Excerpts of bounding box data

********************

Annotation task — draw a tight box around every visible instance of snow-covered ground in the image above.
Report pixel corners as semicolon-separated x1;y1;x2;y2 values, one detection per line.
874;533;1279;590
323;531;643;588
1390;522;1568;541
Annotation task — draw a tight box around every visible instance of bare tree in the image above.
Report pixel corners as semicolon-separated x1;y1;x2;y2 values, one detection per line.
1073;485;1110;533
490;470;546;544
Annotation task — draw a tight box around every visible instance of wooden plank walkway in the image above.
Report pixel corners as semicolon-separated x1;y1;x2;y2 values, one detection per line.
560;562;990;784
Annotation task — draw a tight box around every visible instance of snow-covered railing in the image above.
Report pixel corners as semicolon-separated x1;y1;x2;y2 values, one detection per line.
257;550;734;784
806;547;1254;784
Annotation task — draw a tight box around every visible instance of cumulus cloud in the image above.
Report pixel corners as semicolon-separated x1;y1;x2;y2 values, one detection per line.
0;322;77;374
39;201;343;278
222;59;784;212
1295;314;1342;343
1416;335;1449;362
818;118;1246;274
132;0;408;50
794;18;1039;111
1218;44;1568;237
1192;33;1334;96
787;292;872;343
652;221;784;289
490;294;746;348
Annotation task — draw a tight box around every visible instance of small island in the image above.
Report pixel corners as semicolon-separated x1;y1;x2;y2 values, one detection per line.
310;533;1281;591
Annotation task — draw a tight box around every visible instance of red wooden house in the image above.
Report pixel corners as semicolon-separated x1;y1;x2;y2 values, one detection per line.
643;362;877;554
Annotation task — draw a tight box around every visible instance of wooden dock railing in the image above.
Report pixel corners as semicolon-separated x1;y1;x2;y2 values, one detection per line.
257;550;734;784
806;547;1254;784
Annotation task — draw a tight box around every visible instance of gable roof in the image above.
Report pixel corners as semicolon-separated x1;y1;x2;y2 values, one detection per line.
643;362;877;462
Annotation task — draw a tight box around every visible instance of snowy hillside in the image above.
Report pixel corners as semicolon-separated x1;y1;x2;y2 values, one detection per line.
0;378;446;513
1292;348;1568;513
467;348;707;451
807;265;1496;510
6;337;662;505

********************

## [Problem]
Reproduce each of the lines above without any change.

## [Full solution]
Annotation task — draw a tight box around every visible instance of snow-covered ground in the image above.
Report pixel corners as semicolon-separated x1;y1;x2;y2 values, one detection per line.
874;533;1279;590
323;531;643;588
1390;522;1568;541
Annotation task — draw a tight box around every visible instance of bare tree in the image above.
Report pixel corners as semicolon-separated x1;y1;x2;y2 values, one detection per line.
1073;485;1110;533
490;470;546;544
Annotation task — draw a tight box around every visible instance of wooden plank walkway in the image above.
Report pixel corners as semicolon-separated x1;y1;x2;y2 values, one detection per line.
560;562;990;784
Annotation task — draw a tight box around every visible instance of snow-covered railing in the image above.
Report pixel corners as semicolon-separated x1;y1;x2;y2 values, one detection per line.
257;550;734;784
806;547;1254;784
Annotation task — draw a tight box around every visible instance of cumulus cloud in the image above.
Report pixel corners as semicolon-separated x1;y1;x2;y2 values, one detection per line.
0;322;77;374
39;201;343;278
222;59;784;212
1295;314;1342;343
1416;335;1449;362
818;118;1246;274
132;0;408;50
794;18;1039;111
1218;44;1568;237
1192;33;1334;96
787;292;872;343
652;221;784;289
490;294;746;348
Annotation task — draw a tight box around every visible instance of small island in the image above.
Report pixel corners as semicolon-separated x1;y1;x2;y2 values, one detection per line.
310;533;1281;591
Annotation task — draw a tight box around every visible instance of red wooden house in the image above.
Report pixel corners as semicolon-separated x1;y1;x2;y2 values, one detection per line.
643;362;877;554
Annotation task — draw a tight box around every visible instance of wooden dock railing in the image above.
Report pixel corners as semicolon-separated x1;y1;x2;y2 values, one detection per line.
257;550;734;784
806;547;1254;784
Annotation task — draw a tight box around every visible instance of gable roof in the image above.
Report pixel corners as semicolon-separated x1;y1;x2;y2 values, one detection per line.
643;362;877;462
Annotation task — draw a tight box around every visible instance of snowy hillside in the image above.
Report pixel corners as semicolon-separated x1;y1;x2;y2 values, one detection per line.
0;378;446;513
1292;348;1568;513
467;348;707;451
807;265;1496;510
6;337;662;505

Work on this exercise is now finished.